(Saved records)
------------------------------------------------
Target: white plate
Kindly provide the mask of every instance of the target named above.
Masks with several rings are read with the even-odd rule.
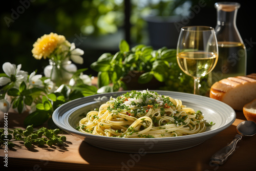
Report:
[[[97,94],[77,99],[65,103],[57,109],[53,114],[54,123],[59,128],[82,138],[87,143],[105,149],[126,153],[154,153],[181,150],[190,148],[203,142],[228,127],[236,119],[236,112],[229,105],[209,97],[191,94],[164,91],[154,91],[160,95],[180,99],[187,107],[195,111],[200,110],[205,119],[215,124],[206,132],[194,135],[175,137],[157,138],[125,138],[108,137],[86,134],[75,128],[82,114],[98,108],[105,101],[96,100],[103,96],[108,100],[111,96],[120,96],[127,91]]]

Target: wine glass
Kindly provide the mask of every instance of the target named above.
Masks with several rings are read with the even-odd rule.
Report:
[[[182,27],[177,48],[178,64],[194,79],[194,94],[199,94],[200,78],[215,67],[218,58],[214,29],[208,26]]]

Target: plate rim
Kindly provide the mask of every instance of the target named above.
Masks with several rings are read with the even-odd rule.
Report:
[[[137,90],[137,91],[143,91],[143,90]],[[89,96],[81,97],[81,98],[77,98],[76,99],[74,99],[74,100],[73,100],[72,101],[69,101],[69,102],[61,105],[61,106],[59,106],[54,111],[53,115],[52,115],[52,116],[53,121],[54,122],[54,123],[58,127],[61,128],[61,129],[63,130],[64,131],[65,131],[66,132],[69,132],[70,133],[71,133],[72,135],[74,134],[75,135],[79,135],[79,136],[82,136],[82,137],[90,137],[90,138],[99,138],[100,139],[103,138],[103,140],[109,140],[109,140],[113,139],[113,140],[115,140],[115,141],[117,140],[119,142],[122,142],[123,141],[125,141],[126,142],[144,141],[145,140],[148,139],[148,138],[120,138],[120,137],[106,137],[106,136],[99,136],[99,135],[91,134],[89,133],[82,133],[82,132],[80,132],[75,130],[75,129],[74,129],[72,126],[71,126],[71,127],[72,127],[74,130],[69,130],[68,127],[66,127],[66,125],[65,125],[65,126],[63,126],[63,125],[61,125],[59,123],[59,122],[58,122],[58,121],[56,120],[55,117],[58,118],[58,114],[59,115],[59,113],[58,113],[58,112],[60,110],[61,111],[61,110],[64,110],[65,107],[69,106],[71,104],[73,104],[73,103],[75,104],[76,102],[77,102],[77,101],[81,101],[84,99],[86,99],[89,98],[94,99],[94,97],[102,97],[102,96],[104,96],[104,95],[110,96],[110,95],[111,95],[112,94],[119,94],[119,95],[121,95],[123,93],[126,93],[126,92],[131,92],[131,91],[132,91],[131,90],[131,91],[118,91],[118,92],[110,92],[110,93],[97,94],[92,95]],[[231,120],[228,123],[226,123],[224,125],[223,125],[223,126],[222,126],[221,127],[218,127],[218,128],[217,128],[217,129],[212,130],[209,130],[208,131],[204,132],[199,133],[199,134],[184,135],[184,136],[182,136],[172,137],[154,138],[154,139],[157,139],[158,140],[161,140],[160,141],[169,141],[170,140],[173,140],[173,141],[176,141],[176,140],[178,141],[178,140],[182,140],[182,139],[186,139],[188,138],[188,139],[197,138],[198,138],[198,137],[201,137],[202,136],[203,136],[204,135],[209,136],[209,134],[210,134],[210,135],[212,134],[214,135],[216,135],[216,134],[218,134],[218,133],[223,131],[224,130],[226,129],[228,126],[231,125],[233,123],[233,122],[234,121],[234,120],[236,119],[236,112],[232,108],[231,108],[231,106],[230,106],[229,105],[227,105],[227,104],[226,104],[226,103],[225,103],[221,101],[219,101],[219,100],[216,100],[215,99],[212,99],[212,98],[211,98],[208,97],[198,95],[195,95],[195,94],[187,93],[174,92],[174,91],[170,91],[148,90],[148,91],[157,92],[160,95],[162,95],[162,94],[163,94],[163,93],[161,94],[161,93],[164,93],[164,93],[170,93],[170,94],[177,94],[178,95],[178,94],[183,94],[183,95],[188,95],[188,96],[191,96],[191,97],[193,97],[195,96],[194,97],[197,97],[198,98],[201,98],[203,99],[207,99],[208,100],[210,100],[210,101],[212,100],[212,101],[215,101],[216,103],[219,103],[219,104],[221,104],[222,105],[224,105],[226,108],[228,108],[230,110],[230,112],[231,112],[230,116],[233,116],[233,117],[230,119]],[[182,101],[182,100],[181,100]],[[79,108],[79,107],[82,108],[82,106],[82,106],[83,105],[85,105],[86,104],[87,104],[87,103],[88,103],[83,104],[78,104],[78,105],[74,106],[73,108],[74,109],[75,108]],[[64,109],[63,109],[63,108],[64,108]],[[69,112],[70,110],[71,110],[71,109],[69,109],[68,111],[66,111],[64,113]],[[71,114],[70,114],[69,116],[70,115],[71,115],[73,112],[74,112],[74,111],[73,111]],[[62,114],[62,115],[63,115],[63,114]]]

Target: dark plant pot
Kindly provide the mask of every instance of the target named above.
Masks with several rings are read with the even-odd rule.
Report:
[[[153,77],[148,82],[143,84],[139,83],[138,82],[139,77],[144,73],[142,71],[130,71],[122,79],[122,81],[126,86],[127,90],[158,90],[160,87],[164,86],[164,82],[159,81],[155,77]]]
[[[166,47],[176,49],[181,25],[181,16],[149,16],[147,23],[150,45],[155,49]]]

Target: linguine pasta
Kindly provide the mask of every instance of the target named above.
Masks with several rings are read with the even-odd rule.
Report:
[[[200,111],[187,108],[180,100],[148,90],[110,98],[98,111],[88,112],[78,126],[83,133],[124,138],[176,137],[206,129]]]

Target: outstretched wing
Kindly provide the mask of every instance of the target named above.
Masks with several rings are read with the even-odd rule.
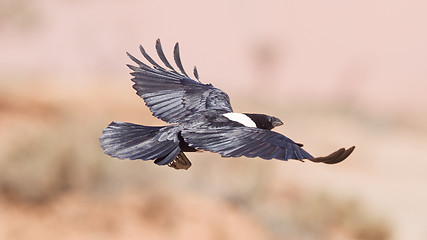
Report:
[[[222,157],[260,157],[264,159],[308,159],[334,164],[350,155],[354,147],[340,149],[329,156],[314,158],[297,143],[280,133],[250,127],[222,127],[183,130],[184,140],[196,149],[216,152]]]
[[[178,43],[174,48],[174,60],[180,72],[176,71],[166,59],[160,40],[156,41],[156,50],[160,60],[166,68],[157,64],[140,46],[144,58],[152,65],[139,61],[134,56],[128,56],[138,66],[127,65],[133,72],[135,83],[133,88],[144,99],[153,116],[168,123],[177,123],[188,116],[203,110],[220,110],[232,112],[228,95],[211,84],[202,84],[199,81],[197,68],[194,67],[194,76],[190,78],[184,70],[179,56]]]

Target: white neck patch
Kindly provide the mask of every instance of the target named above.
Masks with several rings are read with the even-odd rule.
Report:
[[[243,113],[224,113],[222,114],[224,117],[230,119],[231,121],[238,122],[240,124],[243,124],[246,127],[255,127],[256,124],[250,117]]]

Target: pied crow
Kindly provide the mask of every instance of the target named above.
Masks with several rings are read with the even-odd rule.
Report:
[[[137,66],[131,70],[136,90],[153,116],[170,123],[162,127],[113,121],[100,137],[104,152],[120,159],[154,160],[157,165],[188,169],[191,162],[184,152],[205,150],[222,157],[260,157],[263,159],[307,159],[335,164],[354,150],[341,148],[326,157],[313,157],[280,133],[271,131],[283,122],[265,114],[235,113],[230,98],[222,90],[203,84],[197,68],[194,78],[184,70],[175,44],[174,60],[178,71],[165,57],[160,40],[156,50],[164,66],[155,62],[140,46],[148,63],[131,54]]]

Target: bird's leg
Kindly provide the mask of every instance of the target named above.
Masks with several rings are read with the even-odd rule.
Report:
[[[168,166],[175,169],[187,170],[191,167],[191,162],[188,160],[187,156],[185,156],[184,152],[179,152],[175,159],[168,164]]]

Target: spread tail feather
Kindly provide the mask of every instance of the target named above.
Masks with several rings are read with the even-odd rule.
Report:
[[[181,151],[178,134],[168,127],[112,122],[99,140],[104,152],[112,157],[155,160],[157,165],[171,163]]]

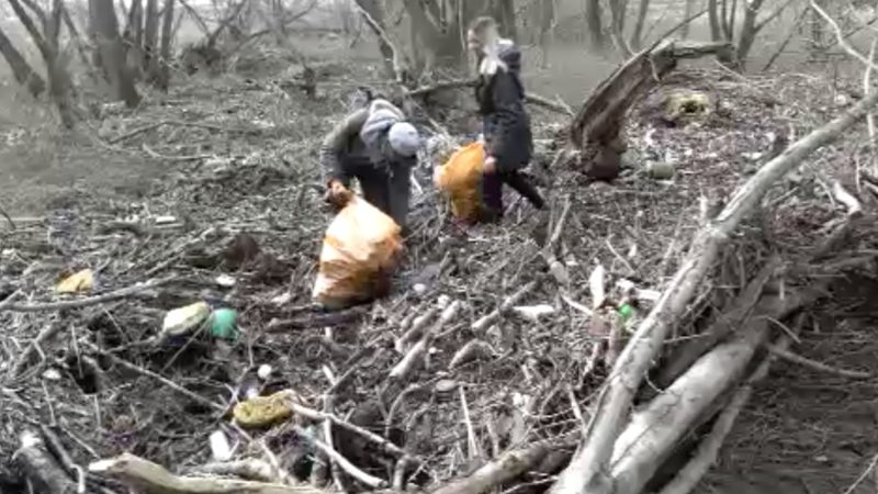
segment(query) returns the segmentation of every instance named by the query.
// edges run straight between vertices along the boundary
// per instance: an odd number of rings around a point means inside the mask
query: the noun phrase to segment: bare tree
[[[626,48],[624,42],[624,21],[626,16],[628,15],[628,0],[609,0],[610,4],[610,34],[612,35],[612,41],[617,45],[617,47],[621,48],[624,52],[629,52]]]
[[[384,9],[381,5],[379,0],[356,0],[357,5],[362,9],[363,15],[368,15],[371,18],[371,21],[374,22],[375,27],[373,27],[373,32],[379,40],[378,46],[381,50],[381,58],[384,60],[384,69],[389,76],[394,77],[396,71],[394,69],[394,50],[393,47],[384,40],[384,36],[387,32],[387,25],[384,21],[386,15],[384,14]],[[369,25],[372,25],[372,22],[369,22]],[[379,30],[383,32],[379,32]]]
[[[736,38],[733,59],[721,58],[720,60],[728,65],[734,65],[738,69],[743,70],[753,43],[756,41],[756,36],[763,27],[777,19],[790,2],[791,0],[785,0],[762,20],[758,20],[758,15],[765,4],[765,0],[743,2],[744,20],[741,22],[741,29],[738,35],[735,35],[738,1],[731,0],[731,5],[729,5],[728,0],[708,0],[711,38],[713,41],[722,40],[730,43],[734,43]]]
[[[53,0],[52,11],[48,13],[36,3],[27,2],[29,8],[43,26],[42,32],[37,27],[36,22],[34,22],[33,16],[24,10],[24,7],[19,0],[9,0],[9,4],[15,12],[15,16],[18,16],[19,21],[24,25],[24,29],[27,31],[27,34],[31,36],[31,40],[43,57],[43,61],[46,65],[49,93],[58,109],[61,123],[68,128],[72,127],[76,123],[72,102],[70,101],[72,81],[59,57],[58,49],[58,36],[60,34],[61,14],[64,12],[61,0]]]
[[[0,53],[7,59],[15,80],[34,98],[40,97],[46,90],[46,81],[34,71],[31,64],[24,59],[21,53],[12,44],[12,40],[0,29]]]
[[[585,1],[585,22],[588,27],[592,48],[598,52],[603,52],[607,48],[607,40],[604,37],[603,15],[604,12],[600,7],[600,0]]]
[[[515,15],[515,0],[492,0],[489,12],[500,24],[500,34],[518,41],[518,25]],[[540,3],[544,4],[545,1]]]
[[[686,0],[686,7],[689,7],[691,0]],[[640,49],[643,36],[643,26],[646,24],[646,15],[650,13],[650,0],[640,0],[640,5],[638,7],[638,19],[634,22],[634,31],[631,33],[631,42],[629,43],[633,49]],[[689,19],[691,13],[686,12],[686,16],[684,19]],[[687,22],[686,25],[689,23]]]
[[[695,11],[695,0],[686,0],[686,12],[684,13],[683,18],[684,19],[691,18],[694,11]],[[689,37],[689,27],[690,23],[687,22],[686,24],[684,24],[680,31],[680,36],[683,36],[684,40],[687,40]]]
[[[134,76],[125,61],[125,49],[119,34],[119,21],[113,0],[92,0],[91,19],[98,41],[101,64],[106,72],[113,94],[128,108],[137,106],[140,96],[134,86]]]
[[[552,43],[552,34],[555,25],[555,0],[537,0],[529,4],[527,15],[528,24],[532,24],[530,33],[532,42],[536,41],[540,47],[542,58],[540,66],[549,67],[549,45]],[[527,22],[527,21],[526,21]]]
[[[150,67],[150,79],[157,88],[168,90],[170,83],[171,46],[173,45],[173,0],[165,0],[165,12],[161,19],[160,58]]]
------------------------------------------------
Given task: Locate each line in the listing that contains the string "query", and copy those lines out.

Response below:
segment(query) returns the segmentation of every instance named by the query.
query: the noun phrase to segment: bare tree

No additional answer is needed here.